Whenever a line of the listing contains the string "below", return that line.

Segment Open

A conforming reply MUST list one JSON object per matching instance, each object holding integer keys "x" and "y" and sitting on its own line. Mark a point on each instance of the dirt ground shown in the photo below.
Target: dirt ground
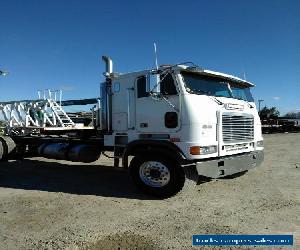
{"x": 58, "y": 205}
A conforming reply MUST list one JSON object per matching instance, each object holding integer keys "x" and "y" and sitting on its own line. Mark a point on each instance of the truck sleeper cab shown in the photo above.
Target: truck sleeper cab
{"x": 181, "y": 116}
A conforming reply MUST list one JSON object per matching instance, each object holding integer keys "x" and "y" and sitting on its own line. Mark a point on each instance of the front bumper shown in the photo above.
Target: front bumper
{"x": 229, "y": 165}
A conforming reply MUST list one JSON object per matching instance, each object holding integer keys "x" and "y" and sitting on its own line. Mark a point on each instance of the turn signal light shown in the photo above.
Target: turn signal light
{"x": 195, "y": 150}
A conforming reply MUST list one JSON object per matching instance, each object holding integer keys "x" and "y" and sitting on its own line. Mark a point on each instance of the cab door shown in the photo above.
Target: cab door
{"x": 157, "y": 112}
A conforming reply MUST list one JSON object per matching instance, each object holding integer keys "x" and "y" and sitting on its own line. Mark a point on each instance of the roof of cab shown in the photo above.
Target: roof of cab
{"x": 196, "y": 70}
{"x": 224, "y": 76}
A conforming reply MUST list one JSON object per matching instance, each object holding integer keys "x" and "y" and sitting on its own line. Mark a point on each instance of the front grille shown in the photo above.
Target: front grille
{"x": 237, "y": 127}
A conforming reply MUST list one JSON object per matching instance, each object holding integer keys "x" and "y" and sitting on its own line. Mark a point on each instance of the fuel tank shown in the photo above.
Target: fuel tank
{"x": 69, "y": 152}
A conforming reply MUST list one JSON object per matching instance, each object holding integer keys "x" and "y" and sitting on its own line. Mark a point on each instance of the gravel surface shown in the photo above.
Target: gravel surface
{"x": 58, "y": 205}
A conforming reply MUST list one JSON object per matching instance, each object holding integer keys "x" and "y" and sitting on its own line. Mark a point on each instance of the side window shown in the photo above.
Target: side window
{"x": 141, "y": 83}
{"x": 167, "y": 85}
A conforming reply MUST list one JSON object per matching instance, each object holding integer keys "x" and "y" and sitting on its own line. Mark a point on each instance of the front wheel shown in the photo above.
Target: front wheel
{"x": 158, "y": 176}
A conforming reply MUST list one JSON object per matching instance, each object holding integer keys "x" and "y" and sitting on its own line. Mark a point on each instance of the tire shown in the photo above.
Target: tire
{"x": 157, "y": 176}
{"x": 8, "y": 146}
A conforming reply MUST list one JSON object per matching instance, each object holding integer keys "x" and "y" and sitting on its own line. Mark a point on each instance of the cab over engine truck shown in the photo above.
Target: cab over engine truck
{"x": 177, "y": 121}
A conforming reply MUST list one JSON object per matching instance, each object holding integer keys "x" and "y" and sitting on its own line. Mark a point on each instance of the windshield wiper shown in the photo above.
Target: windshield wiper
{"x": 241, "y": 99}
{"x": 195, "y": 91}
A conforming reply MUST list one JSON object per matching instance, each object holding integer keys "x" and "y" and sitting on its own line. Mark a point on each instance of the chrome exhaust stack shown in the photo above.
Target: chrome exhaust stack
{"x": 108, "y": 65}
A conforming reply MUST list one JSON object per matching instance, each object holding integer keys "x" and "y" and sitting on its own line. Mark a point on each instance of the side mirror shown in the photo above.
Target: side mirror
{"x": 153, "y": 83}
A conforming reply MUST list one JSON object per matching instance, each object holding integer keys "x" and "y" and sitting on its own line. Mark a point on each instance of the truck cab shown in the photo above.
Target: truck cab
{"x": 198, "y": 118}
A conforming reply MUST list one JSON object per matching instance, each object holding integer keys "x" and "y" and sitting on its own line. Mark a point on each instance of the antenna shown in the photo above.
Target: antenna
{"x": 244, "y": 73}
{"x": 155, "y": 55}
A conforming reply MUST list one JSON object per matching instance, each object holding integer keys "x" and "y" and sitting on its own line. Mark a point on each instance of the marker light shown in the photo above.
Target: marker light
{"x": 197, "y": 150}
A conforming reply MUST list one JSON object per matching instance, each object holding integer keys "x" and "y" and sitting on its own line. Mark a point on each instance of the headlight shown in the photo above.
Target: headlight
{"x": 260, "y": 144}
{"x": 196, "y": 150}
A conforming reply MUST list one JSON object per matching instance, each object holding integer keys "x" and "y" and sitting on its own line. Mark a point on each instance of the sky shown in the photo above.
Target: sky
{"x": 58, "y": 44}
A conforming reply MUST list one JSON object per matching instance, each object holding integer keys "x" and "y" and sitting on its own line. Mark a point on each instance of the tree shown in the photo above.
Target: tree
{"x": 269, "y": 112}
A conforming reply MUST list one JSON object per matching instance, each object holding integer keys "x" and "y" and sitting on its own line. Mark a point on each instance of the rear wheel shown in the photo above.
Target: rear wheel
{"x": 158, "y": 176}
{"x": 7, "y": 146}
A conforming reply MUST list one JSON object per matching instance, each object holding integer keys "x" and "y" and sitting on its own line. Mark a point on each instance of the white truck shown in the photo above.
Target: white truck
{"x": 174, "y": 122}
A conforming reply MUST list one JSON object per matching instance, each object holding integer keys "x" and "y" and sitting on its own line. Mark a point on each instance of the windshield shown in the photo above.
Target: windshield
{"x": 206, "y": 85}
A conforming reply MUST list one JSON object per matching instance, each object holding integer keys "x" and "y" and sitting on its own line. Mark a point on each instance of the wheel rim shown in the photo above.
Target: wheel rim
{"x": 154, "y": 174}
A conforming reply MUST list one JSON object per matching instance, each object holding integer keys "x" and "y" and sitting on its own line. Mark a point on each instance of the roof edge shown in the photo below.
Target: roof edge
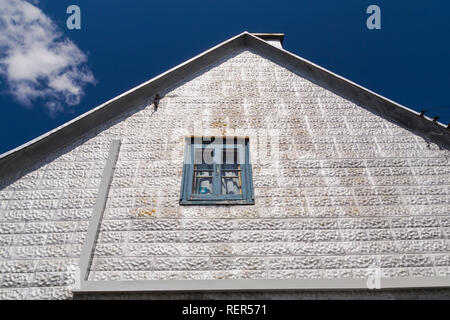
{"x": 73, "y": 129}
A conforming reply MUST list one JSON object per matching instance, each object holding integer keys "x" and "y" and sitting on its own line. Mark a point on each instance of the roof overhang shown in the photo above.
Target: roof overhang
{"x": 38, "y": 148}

Segment Closed
Segment Open

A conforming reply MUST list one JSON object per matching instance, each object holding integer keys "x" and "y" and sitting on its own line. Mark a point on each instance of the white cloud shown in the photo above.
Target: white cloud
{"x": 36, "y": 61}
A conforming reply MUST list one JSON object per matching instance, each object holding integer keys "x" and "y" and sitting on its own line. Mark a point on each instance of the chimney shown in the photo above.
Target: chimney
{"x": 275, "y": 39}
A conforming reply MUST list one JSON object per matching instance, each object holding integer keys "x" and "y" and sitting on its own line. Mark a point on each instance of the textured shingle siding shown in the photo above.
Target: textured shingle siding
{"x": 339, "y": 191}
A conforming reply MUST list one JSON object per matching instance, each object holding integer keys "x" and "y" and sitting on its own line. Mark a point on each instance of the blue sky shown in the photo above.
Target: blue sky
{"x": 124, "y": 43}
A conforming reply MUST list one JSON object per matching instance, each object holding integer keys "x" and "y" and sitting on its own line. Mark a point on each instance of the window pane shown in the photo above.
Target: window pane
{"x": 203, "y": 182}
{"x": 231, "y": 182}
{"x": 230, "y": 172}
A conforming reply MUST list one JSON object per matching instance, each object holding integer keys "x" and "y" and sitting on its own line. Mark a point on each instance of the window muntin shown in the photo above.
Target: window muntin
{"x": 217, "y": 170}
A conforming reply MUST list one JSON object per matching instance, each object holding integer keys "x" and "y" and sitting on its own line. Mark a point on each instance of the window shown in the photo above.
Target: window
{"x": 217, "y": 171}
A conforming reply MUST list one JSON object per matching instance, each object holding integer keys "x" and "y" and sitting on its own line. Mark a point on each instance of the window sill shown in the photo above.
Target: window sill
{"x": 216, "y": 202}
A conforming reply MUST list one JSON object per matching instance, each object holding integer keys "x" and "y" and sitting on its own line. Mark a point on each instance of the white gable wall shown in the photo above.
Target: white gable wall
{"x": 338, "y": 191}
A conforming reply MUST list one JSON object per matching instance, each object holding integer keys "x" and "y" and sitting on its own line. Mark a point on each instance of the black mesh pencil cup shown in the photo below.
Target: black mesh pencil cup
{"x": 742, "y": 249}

Segment Closed

ANSWER BOX »
A conforming reply MUST list one JSON object per matching instance, each object holding integer keys "x" and "y" and sitting on its own line. Mark a point on each instance of the dirt ground shown in the photo below.
A conforming reply MUST list one JSON object per matching instance, each object holding integer keys "x" and "y" and sitting on its own line. Mark a point on each instance of the roof edge shown in the photo below.
A conforming reply MUST list one JSON object per matching instance, each object holding integer keys "x" and "y" and sitting on its own line. Mark a point on each instance of the black mesh pencil cup shown in the photo below.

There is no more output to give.